**Alıştırma görevleri:**
1: Ayakkabıcı dükkanı hikâyesindeki “Kadın dükkana girerek” sözleriyle başlayan paragrafı, ana olguları koruyarak kısa maddeler hâlinde yeniden yazın.
2: Ayakkabıcı dükkanı hikâyesini son cümlesinin ardından sürdürün.

Kadın dükkana girerek “ Merhaba kızlarıma deri ayakkabı diktirmek istiyorum diyerek Mihail’e yöneldi. Mihail ise donmuş bir şekilde kızlara bakıyor ve kızları inceliyordu. Kızlar güzel giyimli tombul yanaklı ve güzel kürkleri ve şalları olan kızlardı. Semyon ise Mihailin kızları incelmesine bir tülü anlam veremeden hemen kızların ayaklarının ölçülerini almaya başlamıştır. Semyon, topal olan kızın ayağını fark edince nasıl topal kaldı diye sordu. Kadın ise “ Anneleri doğumdan birkaç saat sonra öldü, öldüğü anda kızlardan birinin ayağına düştü ve ezdi. Ben gerçek anneleri değilim onlar benim evlatlıklarım” diye cevapladı. Bu kez Semyon kadına dönerek “ öz çocukların değil ama nasıl da esirgiyorsun onları” diye soruverdi. Kadın ise “ nasıl esirgemem onları onlar benim çocuklarım ikisini de ben emzirip büyüttüm .Benim bir çocuğum vardı ama Tanrı onu aldı ben ise bu evlatları onun yerine koydum inanın öz evladımı bile bu kadar sevmiyordum dedi.” Mihail, yıllar önce canını almaması için kendisine yalvaran kadının kızları olduğunu hemen anladı ve Mihail üçüncü kez gülümsedi.

Mihail, artık Tanrı’nın kendisini cezalandırıp yeryüzüne gönderirken sorduğu sorularının tüm cevabına ulaşmıştı. İnsan da Ne Var ?İnsana Ne Verilmemiştir? İnsan Neyle Yaşar?

Anahat etiketleme kayıtları:

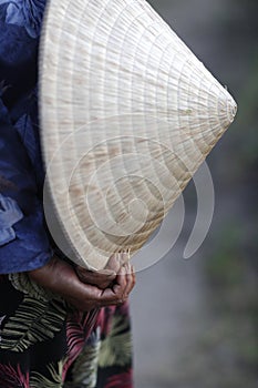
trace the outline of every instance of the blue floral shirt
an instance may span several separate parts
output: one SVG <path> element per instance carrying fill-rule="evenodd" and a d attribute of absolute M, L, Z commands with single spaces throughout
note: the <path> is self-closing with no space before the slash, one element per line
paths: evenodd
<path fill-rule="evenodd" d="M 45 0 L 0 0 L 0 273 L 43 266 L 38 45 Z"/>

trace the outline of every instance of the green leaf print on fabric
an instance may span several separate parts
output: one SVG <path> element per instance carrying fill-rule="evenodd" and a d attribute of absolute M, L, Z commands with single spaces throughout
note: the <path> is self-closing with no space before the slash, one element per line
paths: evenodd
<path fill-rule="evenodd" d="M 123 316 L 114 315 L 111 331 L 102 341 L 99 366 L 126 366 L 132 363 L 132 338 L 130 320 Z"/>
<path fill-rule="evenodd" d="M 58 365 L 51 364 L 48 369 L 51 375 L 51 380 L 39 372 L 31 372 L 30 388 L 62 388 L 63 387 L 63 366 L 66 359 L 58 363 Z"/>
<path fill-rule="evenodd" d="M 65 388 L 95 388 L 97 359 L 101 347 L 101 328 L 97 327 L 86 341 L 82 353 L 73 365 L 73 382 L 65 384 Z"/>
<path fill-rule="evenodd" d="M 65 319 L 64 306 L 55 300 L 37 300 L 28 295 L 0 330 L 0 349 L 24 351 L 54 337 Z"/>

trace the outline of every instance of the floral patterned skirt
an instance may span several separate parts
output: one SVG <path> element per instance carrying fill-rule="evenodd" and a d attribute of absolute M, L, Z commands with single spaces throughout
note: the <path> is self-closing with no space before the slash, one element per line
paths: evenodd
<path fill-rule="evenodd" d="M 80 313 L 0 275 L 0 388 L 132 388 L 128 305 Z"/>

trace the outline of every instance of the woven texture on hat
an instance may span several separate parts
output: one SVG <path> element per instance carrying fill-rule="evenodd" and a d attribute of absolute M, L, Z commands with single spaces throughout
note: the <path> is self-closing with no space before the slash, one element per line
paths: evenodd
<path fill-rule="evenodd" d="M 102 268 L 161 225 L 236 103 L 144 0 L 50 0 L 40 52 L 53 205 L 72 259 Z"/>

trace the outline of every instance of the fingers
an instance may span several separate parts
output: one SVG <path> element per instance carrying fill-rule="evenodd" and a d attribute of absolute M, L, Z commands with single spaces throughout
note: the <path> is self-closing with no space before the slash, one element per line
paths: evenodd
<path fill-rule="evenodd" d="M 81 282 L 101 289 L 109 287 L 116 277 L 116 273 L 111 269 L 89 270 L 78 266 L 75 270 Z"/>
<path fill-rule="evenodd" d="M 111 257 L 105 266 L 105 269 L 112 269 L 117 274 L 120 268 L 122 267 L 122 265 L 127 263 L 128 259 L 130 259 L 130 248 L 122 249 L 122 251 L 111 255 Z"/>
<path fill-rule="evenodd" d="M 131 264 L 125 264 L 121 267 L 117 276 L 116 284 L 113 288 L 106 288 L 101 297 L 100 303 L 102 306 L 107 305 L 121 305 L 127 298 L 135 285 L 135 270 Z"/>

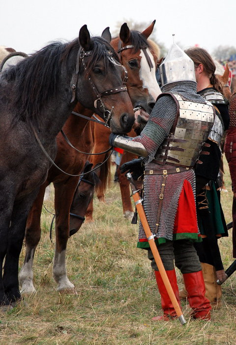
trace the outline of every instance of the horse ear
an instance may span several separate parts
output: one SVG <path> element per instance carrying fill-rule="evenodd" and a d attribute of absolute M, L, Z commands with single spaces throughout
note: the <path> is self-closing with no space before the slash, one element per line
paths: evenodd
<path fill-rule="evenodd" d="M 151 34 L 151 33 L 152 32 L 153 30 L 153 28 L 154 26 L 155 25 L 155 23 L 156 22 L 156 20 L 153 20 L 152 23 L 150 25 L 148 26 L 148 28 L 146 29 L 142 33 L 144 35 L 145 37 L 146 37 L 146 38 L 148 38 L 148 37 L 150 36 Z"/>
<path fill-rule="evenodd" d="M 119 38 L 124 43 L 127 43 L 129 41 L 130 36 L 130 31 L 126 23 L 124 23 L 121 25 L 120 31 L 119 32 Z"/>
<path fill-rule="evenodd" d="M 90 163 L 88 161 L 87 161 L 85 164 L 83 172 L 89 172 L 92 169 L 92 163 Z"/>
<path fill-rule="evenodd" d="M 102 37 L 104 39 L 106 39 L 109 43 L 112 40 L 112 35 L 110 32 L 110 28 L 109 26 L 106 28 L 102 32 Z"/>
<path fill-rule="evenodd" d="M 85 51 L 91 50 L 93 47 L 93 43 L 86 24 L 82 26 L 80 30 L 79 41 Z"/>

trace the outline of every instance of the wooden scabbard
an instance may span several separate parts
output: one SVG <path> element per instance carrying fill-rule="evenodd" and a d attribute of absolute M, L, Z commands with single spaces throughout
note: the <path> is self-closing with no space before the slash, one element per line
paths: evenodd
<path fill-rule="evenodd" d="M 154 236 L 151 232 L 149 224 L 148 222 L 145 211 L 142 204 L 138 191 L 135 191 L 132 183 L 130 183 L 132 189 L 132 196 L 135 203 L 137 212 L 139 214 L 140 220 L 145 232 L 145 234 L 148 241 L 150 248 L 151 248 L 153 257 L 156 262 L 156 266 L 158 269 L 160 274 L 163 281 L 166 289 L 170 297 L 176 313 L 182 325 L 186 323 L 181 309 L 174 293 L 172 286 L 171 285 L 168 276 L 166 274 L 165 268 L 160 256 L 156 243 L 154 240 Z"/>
==
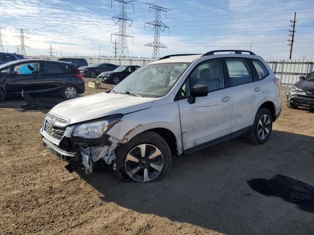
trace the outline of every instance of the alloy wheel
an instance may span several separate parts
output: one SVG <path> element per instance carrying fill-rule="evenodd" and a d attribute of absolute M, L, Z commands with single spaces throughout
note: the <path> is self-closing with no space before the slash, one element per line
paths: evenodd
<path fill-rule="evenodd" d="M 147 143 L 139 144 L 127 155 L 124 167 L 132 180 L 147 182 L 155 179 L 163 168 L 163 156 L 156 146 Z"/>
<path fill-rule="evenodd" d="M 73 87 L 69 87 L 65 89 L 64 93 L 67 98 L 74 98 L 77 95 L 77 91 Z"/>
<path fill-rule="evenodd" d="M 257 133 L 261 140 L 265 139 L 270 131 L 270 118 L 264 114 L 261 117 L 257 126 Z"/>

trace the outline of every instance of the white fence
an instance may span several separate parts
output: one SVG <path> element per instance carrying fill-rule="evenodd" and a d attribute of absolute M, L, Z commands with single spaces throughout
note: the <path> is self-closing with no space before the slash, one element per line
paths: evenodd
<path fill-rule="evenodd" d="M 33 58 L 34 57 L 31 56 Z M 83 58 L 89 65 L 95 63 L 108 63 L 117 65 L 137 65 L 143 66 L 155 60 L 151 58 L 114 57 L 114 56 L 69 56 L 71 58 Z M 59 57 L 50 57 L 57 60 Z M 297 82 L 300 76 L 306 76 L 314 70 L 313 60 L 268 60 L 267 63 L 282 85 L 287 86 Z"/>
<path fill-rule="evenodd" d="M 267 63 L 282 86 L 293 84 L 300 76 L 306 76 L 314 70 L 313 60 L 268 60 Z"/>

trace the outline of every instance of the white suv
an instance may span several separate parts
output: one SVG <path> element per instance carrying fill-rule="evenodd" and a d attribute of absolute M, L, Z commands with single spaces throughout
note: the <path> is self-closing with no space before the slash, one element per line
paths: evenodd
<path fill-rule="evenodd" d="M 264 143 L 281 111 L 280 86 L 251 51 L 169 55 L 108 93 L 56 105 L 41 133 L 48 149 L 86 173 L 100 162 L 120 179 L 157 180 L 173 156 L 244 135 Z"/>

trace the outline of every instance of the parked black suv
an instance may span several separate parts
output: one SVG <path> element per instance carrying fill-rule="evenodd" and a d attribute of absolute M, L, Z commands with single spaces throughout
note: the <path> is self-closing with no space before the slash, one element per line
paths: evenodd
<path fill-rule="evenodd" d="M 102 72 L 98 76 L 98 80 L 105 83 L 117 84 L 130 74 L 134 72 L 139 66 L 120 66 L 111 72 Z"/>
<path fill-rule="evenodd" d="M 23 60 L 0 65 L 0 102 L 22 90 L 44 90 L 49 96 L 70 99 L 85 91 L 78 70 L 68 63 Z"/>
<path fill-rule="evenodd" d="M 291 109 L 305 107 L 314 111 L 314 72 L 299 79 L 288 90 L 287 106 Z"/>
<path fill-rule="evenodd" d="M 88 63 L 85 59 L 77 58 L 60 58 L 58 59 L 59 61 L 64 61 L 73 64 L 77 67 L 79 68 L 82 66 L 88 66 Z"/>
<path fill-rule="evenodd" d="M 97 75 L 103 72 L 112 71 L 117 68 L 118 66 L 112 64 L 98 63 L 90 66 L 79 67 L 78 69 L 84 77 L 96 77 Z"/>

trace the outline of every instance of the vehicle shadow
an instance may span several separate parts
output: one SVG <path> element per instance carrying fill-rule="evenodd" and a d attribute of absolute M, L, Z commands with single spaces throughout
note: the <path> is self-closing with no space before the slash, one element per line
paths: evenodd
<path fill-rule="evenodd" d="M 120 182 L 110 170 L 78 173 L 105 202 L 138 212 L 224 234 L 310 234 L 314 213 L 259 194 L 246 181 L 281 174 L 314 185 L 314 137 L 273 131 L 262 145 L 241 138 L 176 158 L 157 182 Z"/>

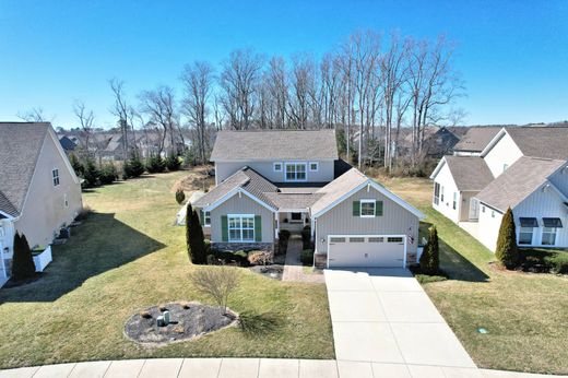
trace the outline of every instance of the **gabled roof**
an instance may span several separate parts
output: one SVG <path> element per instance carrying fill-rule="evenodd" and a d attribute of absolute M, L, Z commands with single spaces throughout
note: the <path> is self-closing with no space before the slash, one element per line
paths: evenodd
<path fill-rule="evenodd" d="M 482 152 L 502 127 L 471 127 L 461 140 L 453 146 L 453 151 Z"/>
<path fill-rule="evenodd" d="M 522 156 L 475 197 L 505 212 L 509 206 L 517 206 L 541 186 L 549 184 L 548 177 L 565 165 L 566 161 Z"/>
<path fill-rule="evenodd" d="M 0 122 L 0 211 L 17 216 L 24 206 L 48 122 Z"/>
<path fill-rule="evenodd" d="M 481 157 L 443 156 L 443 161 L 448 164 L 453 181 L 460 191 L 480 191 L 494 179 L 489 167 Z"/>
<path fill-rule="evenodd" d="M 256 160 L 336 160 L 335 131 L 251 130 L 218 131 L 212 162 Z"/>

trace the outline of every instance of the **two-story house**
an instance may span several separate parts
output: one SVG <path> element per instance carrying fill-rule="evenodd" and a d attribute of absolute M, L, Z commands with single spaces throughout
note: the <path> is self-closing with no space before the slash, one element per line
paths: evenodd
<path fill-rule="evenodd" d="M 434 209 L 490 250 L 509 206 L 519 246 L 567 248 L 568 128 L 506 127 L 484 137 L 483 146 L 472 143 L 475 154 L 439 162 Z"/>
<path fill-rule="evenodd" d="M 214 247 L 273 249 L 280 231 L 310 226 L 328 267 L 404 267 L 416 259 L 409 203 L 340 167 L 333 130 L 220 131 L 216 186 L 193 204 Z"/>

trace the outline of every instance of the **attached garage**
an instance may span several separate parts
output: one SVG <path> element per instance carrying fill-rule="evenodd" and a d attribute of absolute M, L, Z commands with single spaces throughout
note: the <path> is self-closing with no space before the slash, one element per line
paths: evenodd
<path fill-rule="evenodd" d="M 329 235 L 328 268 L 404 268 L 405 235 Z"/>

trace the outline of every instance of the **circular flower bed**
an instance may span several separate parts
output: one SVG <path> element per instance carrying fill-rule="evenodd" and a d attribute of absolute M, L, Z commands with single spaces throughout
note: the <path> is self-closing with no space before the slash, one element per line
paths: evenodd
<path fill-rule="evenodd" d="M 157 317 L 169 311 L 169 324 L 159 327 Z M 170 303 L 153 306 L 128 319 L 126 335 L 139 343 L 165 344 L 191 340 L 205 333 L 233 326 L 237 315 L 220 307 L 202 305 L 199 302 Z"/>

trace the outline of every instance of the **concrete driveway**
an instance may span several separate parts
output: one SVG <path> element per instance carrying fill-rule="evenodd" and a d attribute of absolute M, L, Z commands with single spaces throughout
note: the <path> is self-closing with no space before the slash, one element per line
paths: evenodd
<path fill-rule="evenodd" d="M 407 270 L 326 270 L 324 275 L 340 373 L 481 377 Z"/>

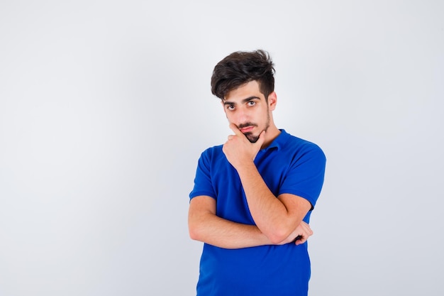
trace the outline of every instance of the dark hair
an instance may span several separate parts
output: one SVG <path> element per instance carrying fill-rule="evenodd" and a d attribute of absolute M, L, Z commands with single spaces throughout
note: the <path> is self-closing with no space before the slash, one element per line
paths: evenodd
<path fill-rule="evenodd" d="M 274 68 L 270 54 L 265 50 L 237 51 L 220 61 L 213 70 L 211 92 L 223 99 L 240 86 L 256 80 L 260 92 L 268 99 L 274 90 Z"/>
--
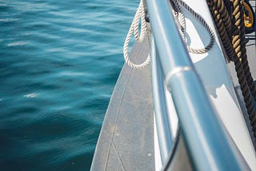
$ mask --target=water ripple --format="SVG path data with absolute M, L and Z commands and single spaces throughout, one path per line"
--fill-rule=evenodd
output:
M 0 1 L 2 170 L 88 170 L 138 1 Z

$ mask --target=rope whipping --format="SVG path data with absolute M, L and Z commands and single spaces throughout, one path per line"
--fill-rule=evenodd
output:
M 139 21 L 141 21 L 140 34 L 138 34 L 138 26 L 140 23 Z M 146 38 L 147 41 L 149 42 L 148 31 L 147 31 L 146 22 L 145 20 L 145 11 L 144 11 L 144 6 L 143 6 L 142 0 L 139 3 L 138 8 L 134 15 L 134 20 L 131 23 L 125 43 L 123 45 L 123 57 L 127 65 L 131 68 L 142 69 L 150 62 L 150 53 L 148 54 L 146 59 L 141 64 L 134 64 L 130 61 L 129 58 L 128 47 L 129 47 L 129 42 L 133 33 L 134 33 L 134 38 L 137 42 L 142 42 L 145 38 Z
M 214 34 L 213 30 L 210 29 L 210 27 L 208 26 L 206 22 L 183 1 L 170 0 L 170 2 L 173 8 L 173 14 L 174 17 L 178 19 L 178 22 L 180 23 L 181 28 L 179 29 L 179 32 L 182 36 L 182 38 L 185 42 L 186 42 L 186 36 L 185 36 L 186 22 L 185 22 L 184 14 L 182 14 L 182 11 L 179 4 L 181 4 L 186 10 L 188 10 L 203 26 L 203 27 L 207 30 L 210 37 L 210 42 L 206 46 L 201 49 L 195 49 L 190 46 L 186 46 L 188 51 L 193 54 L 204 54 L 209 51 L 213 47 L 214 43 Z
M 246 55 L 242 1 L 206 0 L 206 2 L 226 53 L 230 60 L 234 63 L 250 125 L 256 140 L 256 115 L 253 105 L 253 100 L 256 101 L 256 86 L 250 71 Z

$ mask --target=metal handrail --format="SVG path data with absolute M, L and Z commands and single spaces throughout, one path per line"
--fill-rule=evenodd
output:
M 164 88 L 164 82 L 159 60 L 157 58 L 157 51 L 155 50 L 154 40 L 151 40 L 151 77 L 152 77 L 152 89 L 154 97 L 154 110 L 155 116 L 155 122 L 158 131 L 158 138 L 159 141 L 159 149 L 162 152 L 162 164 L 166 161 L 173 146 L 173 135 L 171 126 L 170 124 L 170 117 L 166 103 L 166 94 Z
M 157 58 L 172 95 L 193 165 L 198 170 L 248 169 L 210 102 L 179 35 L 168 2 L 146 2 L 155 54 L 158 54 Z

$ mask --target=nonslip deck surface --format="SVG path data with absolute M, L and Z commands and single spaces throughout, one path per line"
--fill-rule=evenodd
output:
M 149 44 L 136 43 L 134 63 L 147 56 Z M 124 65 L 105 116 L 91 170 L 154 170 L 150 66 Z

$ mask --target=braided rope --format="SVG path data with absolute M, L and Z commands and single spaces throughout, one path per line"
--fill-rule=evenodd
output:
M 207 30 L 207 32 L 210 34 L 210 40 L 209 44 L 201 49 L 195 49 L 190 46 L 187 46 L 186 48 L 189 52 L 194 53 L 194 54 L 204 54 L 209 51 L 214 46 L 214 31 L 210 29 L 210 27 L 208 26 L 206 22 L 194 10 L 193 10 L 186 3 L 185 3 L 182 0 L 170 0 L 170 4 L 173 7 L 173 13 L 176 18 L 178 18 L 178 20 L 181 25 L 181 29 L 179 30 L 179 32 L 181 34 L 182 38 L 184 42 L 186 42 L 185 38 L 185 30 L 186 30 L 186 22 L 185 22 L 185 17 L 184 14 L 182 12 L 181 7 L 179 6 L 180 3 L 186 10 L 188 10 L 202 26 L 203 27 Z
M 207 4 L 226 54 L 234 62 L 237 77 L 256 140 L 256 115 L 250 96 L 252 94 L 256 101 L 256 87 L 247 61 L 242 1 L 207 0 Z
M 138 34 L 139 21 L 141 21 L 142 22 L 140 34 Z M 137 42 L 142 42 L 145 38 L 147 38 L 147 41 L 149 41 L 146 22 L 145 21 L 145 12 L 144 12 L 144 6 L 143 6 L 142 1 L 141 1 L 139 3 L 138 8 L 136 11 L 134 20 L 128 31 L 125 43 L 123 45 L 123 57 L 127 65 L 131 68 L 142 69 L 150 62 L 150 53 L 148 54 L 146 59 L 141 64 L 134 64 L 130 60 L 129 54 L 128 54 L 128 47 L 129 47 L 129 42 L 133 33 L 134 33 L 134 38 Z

**Görev çıktıları:**
1:
- Bir kadın dükkana gelir ve kızlarına deri ayakkabı diktirmek istediğini söyler.
- Mihail, iyi giyimli, tombul yanaklı, kürklü ve şallı kızlara donup kalmış gibi bakar.
- Semyon kızların ayak ölçülerini almaya başlar ve birinin topal olduğunu görünce nedenini sorar.
- Kadın, kızların annesinin doğumdan birkaç saat sonra öldüğünü anlatır. Anne ölürken kızlardan birinin ayağının üzerine düşmüş ve ayağı ezilmiştir.
- Kadın, kızların gerçek annesi olmadığını, onları evlat edindiğini söyler.
- Semyon, öz çocukları olmadığı hâlde onları nasıl bu kadar esirgediğini sorar.
- Kadın, ikisini de kendisinin emzirip büyüttüğünü anlatır. Kendi çocuğunu Tanrı almıştır ve bu kızları onun yerine koymuştur. Onları öz çocuğundan bile çok sevdiğini söyler.
- Mihail, bu kızların yıllar önce canını almaması için kendisine yalvaran kadının kızları olduğunu anlar ve üçüncü kez gülümser.

2:
İşte Mihail ilk kez Semyon’un karısı kendisine bir parça yemek verirken gülümsemişti. İnsanda Ne Var sorusunun cevabına o an ulaşmıştı. İnsanda Tanrı İnancı ile yaşamak var.

Mihail ikinci kez zengin ve küstah iş adamının bir yıl boyunca hiç yırtılmadan giyebilme hesabı yaptığı ancak birkaç saat içinde ölümünün gerçekleştiğinde gülümsemişti. Adam bir yılın hesabını yapıyor ancak akşama kalmadan öleceğini bilmiyordu. İnsana Ne Verilmemiştir sorusunun cevabına da o an ulaşmıştı.

Ve artık son kalan sorusunun cevabına ise yıllar önce canını aldığı ikiz kız bebek doğurmuş hasta bir kadının çocuklarının başka bir anne tarafından öz evlatları gibi karşılıksız sevildiğini görünce gülümsemişti. Bu da İnsan Neyle Yaşar sorusunun cevabı idi. İnsan sevgi ile yaşar.

Tüm bu sorularına ulaşan Mihail, artık Tanrı huzuruna çıkmak için hazırdı. Beyaz bir ışık içinde göğe yükseldi….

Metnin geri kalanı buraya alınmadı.